> [YOUR GOAL]:
Return the records below in full. Keep every word exact and skip the images.

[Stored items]
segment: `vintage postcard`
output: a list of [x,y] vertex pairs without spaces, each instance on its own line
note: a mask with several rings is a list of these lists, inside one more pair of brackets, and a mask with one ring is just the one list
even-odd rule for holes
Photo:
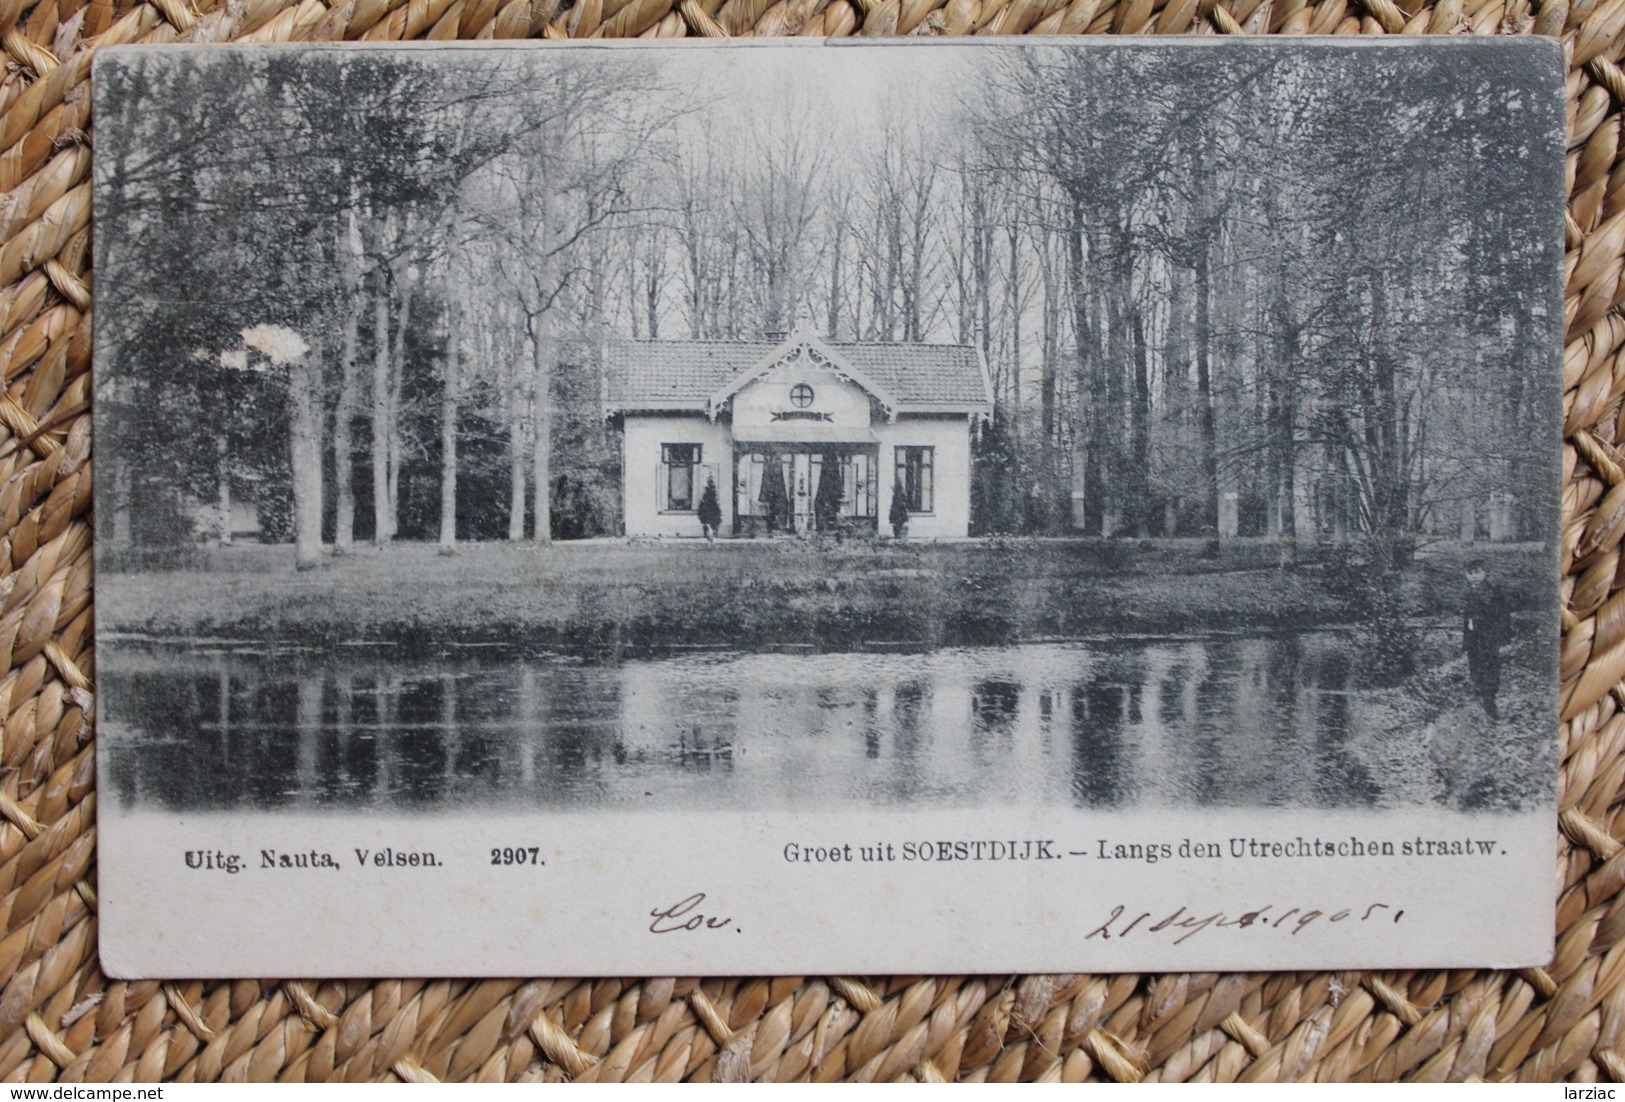
[[1549,959],[1557,43],[94,80],[110,975]]

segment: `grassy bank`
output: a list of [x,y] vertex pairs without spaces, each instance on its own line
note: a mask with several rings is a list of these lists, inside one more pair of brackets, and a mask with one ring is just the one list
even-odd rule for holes
[[[338,646],[390,641],[582,653],[671,645],[956,645],[1102,631],[1347,622],[1345,580],[1274,565],[1263,541],[1217,560],[1196,541],[802,541],[477,544],[362,549],[296,573],[291,549],[244,545],[185,568],[100,564],[104,630]],[[1538,592],[1544,558],[1503,551],[1512,592]],[[1403,576],[1412,615],[1457,607],[1461,556]],[[1549,583],[1545,583],[1549,584]]]

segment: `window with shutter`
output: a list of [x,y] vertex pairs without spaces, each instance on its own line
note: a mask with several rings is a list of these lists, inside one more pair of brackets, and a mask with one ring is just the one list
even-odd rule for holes
[[911,513],[932,511],[935,448],[897,448],[897,481],[903,487],[903,503]]
[[699,506],[695,469],[700,465],[698,444],[660,445],[662,512],[692,513]]

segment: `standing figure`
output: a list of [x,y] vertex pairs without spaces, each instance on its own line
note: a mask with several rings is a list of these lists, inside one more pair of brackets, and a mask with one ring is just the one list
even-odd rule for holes
[[1467,651],[1467,675],[1478,690],[1484,714],[1498,720],[1501,715],[1495,697],[1501,691],[1501,648],[1512,636],[1512,613],[1506,594],[1488,576],[1482,564],[1467,568],[1461,641]]

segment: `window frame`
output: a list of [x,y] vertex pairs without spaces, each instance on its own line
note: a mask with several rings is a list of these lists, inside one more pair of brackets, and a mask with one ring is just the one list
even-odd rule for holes
[[879,500],[880,456],[866,451],[844,453],[841,456],[841,516],[874,520],[880,513]]
[[912,516],[936,513],[936,451],[934,444],[898,444],[892,449],[894,477],[903,484],[903,507]]
[[[678,450],[687,455],[686,461],[675,461]],[[700,491],[695,487],[695,472],[704,464],[703,445],[683,442],[663,443],[660,445],[660,478],[664,485],[661,494],[660,511],[662,513],[697,513],[700,509]],[[672,476],[679,469],[688,471],[688,504],[676,505],[672,501]]]

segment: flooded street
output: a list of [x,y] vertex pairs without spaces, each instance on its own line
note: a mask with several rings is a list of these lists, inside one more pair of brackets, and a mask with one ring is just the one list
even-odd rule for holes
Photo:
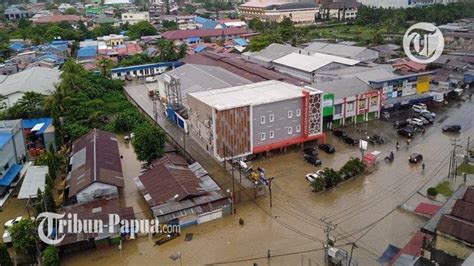
[[[69,255],[62,262],[64,265],[251,265],[254,262],[321,265],[325,241],[325,224],[321,218],[325,217],[337,224],[332,232],[336,247],[350,251],[351,243],[357,241],[354,258],[359,265],[377,265],[376,259],[388,244],[403,247],[427,221],[398,207],[402,204],[416,207],[420,202],[430,202],[423,195],[428,187],[438,184],[447,175],[452,149],[450,139],[459,138],[465,146],[467,137],[474,137],[472,113],[472,103],[438,113],[437,121],[441,122],[435,122],[424,135],[416,136],[408,149],[389,122],[371,122],[367,126],[369,134],[377,133],[386,140],[384,145],[369,146],[369,152],[382,152],[376,170],[321,194],[312,192],[305,179],[307,173],[321,167],[306,163],[301,150],[252,161],[253,167],[263,167],[267,176],[275,177],[272,208],[268,195],[259,197],[256,201],[238,204],[236,215],[185,228],[179,238],[159,247],[154,247],[151,237],[142,236],[126,241],[123,251],[116,247],[88,250]],[[450,123],[462,124],[462,133],[457,136],[442,133],[441,127]],[[354,128],[348,131],[353,135],[365,134]],[[395,152],[397,141],[401,149]],[[360,157],[358,148],[335,139],[331,133],[328,142],[335,145],[337,152],[328,155],[320,151],[323,167],[339,169],[351,157]],[[126,176],[124,203],[133,206],[136,213],[146,213],[146,204],[131,180],[138,174],[140,165],[130,145],[120,144],[120,151]],[[383,157],[390,151],[395,152],[395,161],[386,163]],[[424,172],[421,165],[409,165],[408,156],[413,152],[424,155]],[[244,219],[243,226],[239,225],[239,218]],[[184,240],[187,233],[194,234],[192,241]],[[182,254],[181,262],[169,258],[178,252]]]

> [ANSWER TO THIS PROBLEM]:
segment: `vintage postcard`
output: a list of [x,y] vertex pairs without spaces, each instance on its own line
note: a mask with several rings is a list of these lists, inside one more pair of brackets, and a mask with one ring is just the one list
even-odd rule for holes
Photo:
[[1549,959],[1557,43],[94,80],[110,975]]

segment: `grassy bank`
output: a list of [x,y] vertex pairs without spaces, each instance on its own line
note: a mask with several rings is a list of these lists, inside one more pair of brackets, and a mask with one ring is just the one list
even-odd rule for holes
[[[338,646],[390,641],[582,653],[671,645],[956,645],[1102,631],[1347,622],[1345,580],[1274,565],[1263,541],[1217,560],[1196,541],[802,541],[477,544],[362,549],[296,573],[291,549],[244,545],[185,568],[100,564],[104,630]],[[1538,592],[1544,558],[1503,551],[1512,592]],[[1403,576],[1412,615],[1457,607],[1461,556]],[[1549,583],[1545,583],[1549,584]]]

segment: `window with shutter`
output: a list of [x,y] vertex pairs without spaces, each instance on its own line
note: a mask with several rings is a list of these lists, inside one more pair of brackets, and a mask with one ring is just the one list
even-odd rule for holes
[[911,513],[932,511],[935,448],[897,448],[897,481],[903,487],[903,503]]
[[699,506],[695,469],[700,465],[698,444],[660,445],[662,512],[692,513]]

segment: `standing figure`
output: a list of [x,y] vertex pairs without spaces, each instance on its own line
note: a mask with several rings is a list of these lists, inside one more pair of brackets, and a mask with one ring is just the one list
even-odd rule for holes
[[1467,651],[1467,675],[1478,690],[1484,714],[1498,720],[1501,715],[1495,697],[1501,691],[1501,648],[1512,636],[1512,613],[1506,594],[1488,576],[1482,564],[1467,568],[1461,641]]

segment: `window frame`
output: a list of [x,y] vertex pairs without spaces, each instance on its own line
note: a mask with several rings is a list of these lists, inside one more pair of brackets, and a mask with one ring is just the one list
even-odd rule for holes
[[879,500],[880,456],[866,451],[844,453],[841,456],[841,516],[874,520],[880,513]]
[[912,516],[936,513],[936,451],[934,444],[898,444],[892,449],[894,477],[903,484],[903,507]]
[[[678,450],[687,455],[686,461],[675,461]],[[700,491],[695,487],[695,472],[704,464],[703,445],[683,442],[663,443],[660,445],[660,478],[664,485],[661,494],[660,511],[662,513],[697,513],[700,509]],[[672,476],[679,469],[688,471],[688,504],[676,505],[672,501]]]

segment: flooded street
output: a list of [x,y] vertex pairs without spaces, each instance on its own line
note: a mask with several rings is a list of these lists, inside one more pair of brackets, and a mask with one ring is just the one list
even-odd rule for holes
Photo:
[[[69,255],[62,262],[64,265],[251,265],[254,262],[321,265],[325,241],[325,224],[321,218],[325,217],[337,224],[332,232],[336,247],[350,251],[351,243],[357,241],[354,258],[359,265],[377,265],[376,259],[388,244],[403,247],[427,221],[398,207],[402,204],[416,207],[420,202],[430,202],[423,195],[428,187],[438,184],[447,175],[452,149],[450,139],[459,138],[465,146],[467,137],[474,137],[472,113],[472,103],[438,113],[437,121],[441,122],[435,122],[424,135],[416,136],[408,149],[389,122],[371,122],[367,126],[369,134],[377,133],[386,140],[384,145],[369,146],[369,152],[382,152],[376,170],[321,194],[312,192],[305,179],[307,173],[321,167],[306,163],[301,150],[252,161],[253,167],[263,167],[267,176],[275,177],[272,208],[268,195],[259,197],[256,201],[238,204],[236,215],[185,228],[179,238],[159,247],[154,247],[151,237],[142,236],[126,241],[123,251],[116,247],[88,250]],[[450,123],[462,124],[462,133],[457,136],[442,133],[441,127]],[[354,128],[348,131],[353,135],[365,134]],[[395,152],[397,141],[401,149]],[[360,157],[358,148],[335,139],[331,133],[328,142],[335,145],[337,152],[328,155],[320,151],[323,167],[339,169],[351,157]],[[126,176],[124,203],[133,206],[136,213],[146,213],[146,204],[131,180],[138,174],[140,165],[130,145],[120,144],[120,151]],[[383,157],[390,151],[395,152],[395,161],[386,163]],[[424,172],[421,165],[409,165],[408,156],[413,152],[424,155]],[[244,219],[243,226],[239,225],[239,218]],[[184,240],[187,233],[194,234],[192,241]],[[182,254],[181,262],[169,258],[178,252]]]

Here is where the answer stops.